(Pointing records)
┌──

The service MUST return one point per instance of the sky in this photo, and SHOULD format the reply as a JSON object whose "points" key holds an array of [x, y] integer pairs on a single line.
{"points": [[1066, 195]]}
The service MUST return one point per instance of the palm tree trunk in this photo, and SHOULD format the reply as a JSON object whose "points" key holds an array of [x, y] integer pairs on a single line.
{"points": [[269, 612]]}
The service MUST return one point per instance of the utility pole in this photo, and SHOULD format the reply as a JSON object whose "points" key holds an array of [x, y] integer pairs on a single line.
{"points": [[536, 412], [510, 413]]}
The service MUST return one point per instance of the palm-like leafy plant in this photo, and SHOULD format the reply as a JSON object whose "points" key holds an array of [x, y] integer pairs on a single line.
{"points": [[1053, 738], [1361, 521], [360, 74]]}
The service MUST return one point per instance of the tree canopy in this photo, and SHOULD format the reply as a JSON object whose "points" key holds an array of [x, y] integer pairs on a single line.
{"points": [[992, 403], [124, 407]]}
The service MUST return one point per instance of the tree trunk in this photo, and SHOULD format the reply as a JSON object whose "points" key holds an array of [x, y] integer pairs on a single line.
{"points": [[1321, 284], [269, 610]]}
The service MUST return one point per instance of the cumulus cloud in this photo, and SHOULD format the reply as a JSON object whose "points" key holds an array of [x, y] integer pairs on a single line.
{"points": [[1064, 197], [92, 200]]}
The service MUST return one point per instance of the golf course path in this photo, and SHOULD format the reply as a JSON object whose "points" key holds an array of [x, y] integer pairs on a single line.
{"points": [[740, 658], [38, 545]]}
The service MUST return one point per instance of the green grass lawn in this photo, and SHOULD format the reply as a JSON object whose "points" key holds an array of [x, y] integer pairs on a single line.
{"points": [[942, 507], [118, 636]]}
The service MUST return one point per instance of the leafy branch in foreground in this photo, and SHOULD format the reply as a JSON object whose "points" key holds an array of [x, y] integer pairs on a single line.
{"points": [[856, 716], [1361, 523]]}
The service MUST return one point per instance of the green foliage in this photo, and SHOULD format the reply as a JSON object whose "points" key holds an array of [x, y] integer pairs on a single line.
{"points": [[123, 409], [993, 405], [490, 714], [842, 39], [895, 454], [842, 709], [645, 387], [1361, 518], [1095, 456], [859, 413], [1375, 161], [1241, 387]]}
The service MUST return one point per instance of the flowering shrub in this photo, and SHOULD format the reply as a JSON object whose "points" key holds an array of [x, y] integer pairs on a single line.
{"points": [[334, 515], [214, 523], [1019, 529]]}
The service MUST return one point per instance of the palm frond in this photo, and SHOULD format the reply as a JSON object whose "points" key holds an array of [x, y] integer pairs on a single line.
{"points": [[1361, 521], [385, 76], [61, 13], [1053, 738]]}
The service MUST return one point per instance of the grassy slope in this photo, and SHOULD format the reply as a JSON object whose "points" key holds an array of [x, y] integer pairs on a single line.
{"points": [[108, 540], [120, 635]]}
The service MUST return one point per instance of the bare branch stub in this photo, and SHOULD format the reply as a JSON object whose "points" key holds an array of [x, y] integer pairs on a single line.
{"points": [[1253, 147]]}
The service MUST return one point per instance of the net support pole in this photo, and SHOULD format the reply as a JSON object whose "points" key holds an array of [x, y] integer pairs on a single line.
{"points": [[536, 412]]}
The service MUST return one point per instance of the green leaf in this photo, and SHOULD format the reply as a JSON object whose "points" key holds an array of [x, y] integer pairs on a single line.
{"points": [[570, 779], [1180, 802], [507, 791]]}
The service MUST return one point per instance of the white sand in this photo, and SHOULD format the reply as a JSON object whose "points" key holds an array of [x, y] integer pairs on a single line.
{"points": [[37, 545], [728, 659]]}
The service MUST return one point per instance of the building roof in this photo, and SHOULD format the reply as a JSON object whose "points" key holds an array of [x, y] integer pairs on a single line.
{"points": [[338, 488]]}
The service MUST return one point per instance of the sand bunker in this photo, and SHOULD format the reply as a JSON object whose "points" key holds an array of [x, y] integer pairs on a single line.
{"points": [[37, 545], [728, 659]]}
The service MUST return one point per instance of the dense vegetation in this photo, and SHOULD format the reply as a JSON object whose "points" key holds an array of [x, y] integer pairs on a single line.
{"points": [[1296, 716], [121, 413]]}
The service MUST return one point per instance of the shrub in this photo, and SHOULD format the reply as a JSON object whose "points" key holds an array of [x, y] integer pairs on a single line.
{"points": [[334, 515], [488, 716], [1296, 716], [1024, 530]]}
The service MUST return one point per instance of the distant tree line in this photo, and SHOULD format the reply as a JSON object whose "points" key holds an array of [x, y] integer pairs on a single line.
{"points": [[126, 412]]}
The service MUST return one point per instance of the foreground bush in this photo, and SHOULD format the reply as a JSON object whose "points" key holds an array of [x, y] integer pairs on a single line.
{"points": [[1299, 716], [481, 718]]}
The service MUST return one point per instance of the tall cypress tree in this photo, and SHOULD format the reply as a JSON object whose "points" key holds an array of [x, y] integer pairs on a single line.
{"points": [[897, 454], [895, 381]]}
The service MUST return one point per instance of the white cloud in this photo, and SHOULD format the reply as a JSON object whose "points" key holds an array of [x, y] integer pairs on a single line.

└──

▸ Stated goal: Reproduce every line of the records from the one containing "The service MUST return one point per instance of the dense" down through the end of the records, keeping each request unchanged and adding 61 to every coordinate value in the answers.

▸ Task solution:
The service MUST return one point per instance of the dense vegetation in this photo, and SHOULD format the reply as a JSON object whose "points" key holds an array of [x, y] integer pairs on a single line.
{"points": [[1357, 777], [182, 474]]}
The service MUST return one point per instance of the shrub in this photo, and SHOULD format the reply as a JSON object whose "points" key holds an array of [x, y] integer pairs on a single line.
{"points": [[395, 576], [549, 777], [1357, 777], [1085, 591]]}
The service MUST return one point per instance of the distant tree line in this photo, and SHOULD format the reply as a JSON object whose "points" key holds an array of [x, y] integer pairs on a single line.
{"points": [[187, 473]]}
The service MUST return one point per instance of the foreground bush in this photo, and SHOULD format the reply as a JSON object whose "points" key holds an array of [x, y] integer pairs on a single line.
{"points": [[1360, 777], [542, 779]]}
The service MUST return one point per instance of the tall cypress tree in this photo, and SHOULD format the reply as a JSON object whose "points" key holds an array of [x, y] integer pairs on a single line.
{"points": [[958, 515], [956, 442]]}
The service MUST return one point per instance of the white cloud in this photo, and SHOULD format the reply as a JSON object whose "points" key holds an array of [x, y] integer pairs on a single line.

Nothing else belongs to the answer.